Task 1: In the excerpt about the Bird By Snow album, what title did Fletcher Tucker give the album?

Text excerpt:
────

I may yet write about The Boy Least Likely To, whose follow-up to the sweetly winning The Best Party Ever merits its own post but the album I want to feature today is one that I became aware of thanks to my pal J-Rod and the blog bolachas grátis who put me on to Bird By Snow. It's an album I've been returning to repeatedly these last few weeks.

By turns hushed and clamorous, Bird By Snow's material is lovingly hand-crafted from field recordings, tape-collage, voice, guitar, cello and more. Fletcher Tucker (the steady hand behind BBS) has entitled the album Songbread/Another Ocean as he views each side of the LP as its own entity, deserving of its own nomenclature and "more mind-space to flourish and expand," though I have trouble drawing a distinction between the two halves - it's a uniformly captivating record.

────

Recorded data:

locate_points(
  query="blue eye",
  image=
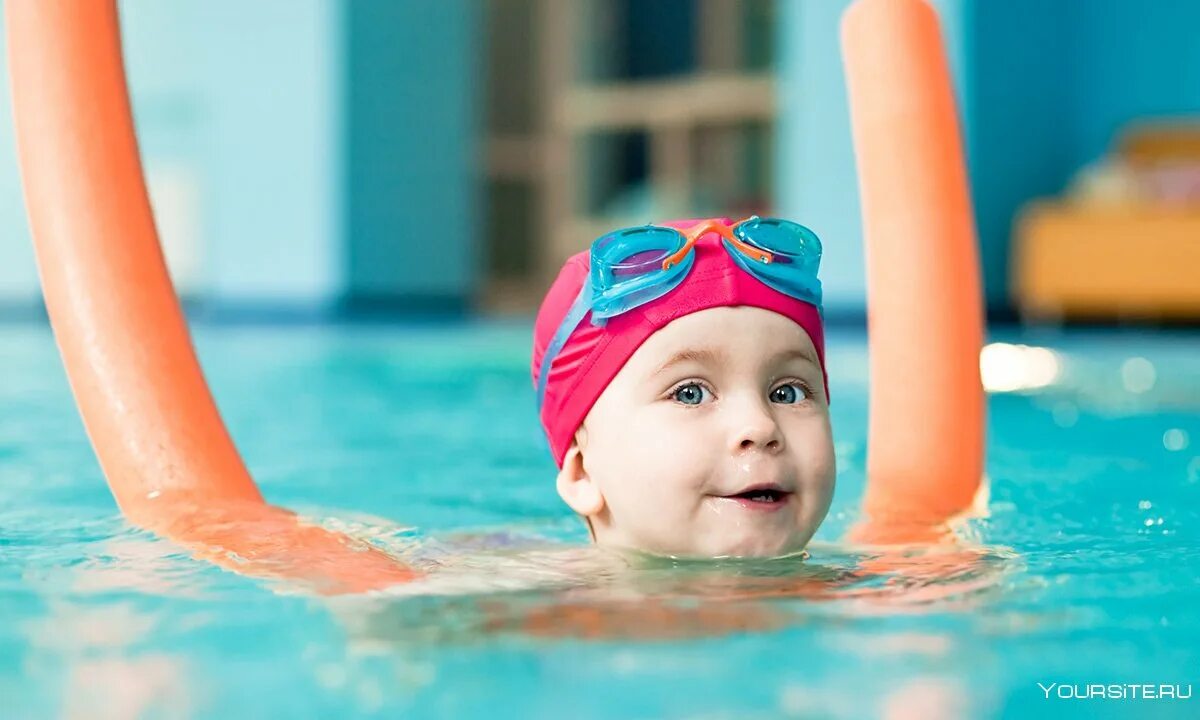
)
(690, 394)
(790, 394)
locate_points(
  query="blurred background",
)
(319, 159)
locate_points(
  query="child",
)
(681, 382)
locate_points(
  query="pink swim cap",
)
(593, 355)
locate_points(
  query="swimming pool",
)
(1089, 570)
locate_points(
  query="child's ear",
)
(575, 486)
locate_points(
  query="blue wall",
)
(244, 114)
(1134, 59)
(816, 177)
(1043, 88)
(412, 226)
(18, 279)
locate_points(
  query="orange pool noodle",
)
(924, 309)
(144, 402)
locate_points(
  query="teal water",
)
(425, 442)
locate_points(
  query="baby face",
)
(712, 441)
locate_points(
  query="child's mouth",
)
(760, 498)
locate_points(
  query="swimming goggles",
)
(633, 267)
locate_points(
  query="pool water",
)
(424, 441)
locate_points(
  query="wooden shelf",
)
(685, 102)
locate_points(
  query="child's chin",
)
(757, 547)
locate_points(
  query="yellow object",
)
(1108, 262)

────

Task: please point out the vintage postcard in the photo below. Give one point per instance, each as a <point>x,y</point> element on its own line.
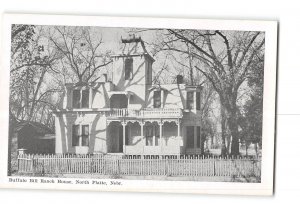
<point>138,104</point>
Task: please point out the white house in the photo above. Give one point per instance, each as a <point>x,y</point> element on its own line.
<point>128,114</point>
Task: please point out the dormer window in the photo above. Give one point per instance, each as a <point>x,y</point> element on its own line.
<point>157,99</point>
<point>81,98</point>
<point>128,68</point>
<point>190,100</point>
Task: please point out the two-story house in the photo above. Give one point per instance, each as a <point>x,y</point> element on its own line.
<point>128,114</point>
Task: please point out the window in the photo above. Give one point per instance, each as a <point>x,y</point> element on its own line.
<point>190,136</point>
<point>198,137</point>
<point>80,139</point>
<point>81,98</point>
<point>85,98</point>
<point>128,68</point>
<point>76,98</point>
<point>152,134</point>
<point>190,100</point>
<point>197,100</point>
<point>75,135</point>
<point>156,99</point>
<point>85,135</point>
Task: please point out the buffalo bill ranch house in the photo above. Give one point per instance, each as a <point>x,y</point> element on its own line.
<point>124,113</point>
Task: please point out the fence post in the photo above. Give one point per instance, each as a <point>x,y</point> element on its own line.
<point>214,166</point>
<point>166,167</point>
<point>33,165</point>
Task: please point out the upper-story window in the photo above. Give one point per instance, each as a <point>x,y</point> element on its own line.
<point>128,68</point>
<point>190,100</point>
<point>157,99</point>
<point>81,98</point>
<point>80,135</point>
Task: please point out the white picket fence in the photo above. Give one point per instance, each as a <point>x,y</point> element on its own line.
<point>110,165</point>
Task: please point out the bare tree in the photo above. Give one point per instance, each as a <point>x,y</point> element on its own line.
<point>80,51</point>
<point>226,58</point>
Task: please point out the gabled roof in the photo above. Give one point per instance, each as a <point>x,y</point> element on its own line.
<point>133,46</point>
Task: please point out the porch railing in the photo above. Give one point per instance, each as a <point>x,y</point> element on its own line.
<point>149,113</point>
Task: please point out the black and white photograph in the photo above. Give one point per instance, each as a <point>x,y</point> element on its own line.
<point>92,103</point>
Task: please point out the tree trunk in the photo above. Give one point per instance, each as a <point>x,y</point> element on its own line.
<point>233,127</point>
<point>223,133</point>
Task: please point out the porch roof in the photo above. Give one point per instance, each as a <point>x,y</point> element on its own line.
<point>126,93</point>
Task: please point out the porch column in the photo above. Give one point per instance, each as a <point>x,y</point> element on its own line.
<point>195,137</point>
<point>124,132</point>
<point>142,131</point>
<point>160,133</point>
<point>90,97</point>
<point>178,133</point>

────

Task 2: Can you shift the recorded data listing above by adding 148 to every coordinate in the answers, and rewrite only the lines starting with the line that contains "Task: please point out the fence" and going on through the line that contains "<point>110,165</point>", requests included?

Task result 1: Songbread/Another Ocean

Task result 2:
Task: please point out the fence post in the photo above. Give one point per instance, each as a <point>x,y</point> element on its own line.
<point>362,314</point>
<point>314,315</point>
<point>181,313</point>
Task: please point out the upper-story window in the photo above. Give one point per instance, each as a <point>x,y</point> element on its own line.
<point>276,216</point>
<point>338,248</point>
<point>305,247</point>
<point>229,246</point>
<point>228,283</point>
Task: please point out the white picket fence in the photo above. Give one point per instance, each as a <point>x,y</point> element on its own line.
<point>258,313</point>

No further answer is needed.